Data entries
- - - -
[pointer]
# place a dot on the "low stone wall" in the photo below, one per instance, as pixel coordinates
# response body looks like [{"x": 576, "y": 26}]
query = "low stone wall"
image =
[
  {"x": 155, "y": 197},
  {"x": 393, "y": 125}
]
- - - -
● Directions for this task:
Output the line bearing "# place a dot" along with all the lines after it through the end of the entries, exactly, and no other lines.

● Reply:
# place a dot on the "low stone wall" in the photo below, one per instance, as pixel coordinates
# response body looks like [{"x": 576, "y": 26}]
query = "low stone wall"
image =
[
  {"x": 155, "y": 197},
  {"x": 393, "y": 125}
]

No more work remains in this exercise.